[Begin]
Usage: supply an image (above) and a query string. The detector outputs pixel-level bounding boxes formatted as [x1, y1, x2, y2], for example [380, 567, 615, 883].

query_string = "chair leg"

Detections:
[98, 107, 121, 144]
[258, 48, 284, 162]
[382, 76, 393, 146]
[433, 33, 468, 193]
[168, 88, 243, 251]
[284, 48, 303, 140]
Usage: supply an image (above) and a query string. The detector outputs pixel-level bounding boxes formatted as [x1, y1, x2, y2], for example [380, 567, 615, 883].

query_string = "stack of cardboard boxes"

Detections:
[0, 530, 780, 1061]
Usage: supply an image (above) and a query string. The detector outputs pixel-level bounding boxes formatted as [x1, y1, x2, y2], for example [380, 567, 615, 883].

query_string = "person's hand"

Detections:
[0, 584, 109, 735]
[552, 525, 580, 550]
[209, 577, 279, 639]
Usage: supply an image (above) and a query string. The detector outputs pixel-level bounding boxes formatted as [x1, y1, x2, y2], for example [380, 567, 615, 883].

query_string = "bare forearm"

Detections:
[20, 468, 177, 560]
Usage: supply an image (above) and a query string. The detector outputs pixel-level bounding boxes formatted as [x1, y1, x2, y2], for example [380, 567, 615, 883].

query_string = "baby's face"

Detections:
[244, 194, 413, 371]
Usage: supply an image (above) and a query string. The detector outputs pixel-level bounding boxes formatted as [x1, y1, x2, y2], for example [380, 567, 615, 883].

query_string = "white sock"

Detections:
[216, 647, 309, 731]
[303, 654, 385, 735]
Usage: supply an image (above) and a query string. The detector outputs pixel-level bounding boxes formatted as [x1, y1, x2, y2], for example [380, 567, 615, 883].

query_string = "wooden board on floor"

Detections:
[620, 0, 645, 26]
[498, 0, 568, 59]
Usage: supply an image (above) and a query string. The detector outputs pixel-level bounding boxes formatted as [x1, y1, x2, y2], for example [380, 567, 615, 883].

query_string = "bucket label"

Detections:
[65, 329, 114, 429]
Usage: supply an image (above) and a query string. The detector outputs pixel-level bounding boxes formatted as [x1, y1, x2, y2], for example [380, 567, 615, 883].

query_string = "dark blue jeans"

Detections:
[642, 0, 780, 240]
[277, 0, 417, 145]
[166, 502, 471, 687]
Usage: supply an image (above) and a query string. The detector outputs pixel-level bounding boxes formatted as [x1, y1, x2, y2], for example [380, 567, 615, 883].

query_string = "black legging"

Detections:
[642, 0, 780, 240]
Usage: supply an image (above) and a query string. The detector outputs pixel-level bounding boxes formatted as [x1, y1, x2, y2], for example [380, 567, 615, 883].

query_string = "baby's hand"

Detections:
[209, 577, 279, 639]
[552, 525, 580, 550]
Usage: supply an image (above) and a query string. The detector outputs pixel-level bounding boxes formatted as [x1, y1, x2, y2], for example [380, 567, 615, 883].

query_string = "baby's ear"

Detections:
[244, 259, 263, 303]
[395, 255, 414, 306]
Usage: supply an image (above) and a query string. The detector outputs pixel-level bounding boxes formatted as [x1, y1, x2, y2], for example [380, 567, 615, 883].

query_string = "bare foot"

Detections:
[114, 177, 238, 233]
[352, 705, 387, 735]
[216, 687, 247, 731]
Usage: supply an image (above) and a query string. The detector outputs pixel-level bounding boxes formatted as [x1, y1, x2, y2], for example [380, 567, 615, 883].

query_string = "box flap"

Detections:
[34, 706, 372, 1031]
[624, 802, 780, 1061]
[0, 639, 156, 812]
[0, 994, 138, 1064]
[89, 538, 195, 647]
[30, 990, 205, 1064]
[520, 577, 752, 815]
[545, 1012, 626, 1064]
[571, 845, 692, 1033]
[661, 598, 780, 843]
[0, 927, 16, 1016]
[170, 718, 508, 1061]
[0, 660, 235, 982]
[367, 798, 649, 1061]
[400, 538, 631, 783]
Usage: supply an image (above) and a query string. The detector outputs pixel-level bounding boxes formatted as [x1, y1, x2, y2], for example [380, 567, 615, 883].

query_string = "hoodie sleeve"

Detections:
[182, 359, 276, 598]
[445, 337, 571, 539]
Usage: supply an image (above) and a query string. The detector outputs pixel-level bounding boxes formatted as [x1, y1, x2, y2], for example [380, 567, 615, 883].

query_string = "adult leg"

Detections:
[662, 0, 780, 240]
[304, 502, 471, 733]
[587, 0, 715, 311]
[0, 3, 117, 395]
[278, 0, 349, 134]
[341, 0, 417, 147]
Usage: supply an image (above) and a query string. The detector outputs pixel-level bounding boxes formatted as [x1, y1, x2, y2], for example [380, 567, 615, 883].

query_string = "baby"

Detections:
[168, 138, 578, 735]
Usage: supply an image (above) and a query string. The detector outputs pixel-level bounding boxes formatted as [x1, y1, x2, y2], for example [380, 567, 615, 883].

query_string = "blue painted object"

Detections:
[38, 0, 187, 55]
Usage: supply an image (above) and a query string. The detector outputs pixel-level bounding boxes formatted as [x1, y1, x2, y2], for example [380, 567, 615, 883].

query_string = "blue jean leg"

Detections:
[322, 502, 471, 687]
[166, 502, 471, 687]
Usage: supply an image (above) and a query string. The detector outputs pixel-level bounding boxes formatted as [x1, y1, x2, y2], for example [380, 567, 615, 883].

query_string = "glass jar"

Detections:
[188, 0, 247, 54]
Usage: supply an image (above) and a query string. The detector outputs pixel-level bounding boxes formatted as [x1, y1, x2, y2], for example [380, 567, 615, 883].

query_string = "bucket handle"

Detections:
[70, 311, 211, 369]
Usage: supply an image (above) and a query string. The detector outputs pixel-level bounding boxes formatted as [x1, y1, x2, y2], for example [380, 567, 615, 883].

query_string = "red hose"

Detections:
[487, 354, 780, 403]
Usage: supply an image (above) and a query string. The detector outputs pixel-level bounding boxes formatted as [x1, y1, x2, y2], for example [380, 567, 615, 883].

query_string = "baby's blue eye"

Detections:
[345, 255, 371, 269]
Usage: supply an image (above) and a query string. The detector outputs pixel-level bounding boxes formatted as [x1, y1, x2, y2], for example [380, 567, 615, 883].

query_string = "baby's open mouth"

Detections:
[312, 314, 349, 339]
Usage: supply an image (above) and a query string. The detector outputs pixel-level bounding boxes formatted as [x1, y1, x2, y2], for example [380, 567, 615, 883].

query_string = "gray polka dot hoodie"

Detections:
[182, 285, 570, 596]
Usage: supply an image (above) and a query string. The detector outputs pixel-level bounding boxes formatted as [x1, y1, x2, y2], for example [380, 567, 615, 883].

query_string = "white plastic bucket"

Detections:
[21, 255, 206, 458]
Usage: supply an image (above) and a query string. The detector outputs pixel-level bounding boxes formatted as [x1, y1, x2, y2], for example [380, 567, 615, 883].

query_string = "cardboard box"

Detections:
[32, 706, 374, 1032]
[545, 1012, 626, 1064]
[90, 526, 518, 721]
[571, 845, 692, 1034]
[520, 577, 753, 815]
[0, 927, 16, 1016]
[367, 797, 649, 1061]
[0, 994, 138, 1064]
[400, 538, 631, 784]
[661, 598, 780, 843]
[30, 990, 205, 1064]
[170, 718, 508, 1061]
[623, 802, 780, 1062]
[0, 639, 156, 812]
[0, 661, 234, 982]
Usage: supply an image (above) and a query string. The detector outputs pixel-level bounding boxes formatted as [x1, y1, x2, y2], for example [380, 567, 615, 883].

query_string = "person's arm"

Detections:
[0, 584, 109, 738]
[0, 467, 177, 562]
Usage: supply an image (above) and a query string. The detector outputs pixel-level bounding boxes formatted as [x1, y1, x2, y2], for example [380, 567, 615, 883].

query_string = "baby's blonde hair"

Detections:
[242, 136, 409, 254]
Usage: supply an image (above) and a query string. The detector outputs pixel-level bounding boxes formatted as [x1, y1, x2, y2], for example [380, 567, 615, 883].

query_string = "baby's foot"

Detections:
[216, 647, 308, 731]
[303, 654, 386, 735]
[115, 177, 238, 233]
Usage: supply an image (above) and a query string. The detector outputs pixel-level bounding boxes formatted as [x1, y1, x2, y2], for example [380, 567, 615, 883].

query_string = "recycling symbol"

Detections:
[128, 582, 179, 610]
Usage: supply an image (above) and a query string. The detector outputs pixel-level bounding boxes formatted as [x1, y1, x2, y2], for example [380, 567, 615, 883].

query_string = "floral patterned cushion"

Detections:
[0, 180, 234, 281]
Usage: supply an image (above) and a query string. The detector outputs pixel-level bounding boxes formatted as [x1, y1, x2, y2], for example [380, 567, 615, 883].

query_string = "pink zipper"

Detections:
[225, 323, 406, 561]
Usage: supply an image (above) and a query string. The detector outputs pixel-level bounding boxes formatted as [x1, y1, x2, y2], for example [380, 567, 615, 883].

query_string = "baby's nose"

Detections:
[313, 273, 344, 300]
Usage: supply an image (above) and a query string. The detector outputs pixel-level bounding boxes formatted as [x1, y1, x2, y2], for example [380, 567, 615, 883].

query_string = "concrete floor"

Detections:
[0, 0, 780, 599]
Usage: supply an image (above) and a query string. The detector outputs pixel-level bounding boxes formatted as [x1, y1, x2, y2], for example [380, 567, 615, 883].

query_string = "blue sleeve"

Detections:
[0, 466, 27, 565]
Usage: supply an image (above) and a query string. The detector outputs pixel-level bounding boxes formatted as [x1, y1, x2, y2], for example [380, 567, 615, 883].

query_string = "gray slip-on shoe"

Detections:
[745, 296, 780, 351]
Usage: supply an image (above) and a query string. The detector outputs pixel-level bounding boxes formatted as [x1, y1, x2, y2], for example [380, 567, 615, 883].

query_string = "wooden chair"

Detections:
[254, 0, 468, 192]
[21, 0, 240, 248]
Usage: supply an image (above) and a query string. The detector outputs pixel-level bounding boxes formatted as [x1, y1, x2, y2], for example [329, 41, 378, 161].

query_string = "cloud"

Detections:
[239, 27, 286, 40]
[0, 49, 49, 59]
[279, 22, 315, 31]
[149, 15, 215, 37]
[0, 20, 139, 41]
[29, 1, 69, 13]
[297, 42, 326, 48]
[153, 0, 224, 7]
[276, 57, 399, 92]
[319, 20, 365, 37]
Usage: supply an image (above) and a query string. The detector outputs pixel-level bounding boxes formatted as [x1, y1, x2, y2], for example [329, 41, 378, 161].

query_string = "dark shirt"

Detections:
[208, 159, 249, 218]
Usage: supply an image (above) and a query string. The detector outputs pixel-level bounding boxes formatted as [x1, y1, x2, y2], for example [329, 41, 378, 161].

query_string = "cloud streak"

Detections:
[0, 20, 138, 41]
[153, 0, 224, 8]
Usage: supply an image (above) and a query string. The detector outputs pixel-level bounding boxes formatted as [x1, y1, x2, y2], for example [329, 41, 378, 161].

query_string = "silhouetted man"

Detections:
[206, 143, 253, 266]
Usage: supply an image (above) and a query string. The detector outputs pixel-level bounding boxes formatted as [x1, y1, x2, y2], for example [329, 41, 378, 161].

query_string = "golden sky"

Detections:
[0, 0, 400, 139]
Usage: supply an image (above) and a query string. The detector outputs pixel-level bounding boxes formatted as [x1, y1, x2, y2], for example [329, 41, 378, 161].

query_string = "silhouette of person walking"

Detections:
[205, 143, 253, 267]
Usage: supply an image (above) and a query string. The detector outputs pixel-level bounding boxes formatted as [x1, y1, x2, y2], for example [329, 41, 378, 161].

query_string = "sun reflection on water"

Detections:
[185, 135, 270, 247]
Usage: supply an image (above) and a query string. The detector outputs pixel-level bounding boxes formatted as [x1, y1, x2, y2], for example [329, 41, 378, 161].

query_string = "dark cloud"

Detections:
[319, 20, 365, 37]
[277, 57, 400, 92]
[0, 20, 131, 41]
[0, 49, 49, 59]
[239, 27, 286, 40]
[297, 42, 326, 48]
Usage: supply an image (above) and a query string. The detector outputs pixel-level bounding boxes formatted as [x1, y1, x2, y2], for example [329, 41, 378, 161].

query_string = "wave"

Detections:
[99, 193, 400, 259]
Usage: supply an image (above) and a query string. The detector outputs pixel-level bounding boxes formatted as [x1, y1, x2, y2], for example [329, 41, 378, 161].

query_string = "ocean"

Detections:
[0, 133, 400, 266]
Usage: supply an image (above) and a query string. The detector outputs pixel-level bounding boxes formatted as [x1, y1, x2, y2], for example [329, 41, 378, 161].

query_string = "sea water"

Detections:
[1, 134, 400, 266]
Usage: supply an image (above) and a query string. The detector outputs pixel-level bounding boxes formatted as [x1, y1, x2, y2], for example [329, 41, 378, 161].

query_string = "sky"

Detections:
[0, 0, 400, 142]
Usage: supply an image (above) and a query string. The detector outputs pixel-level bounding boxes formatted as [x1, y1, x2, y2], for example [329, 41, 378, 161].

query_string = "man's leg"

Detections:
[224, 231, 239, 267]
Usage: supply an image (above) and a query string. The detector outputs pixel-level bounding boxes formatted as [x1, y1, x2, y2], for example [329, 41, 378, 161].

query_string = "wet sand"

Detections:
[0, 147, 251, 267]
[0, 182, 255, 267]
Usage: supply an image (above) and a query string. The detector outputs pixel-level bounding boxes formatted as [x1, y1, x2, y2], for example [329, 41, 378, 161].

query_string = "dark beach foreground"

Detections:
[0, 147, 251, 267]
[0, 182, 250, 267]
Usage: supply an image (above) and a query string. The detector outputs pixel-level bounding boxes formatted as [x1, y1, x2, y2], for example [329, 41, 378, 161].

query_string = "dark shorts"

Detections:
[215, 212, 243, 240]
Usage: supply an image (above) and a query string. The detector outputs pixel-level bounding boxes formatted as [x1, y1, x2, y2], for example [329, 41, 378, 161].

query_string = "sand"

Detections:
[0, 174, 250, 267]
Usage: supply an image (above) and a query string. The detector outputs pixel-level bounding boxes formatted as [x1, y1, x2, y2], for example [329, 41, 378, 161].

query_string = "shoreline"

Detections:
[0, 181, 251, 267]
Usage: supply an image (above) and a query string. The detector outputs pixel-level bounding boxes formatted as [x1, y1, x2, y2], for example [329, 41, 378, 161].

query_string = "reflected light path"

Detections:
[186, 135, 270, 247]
[End]
Work to complete:
Convert the items above, starting at the beginning of the items and ending at the line containing "[284, 48, 303, 140]", into a two-column CSV with the headers item_text and answer and one row per item. Put each item's text and its answer in their own quoted fields, with line breaks replaced by spaces.

Exercise response:
item_text,answer
"Usage: supply an image (above) and a query string. The detector outputs pixel-level bounding boxes formatted as [x1, y1, x2, y2], for example [380, 567, 615, 883]. query_string = ""chair leg"" Detections:","[98, 107, 121, 144] [258, 48, 284, 162] [382, 76, 393, 146] [433, 33, 468, 193] [168, 88, 243, 251] [284, 48, 303, 140]"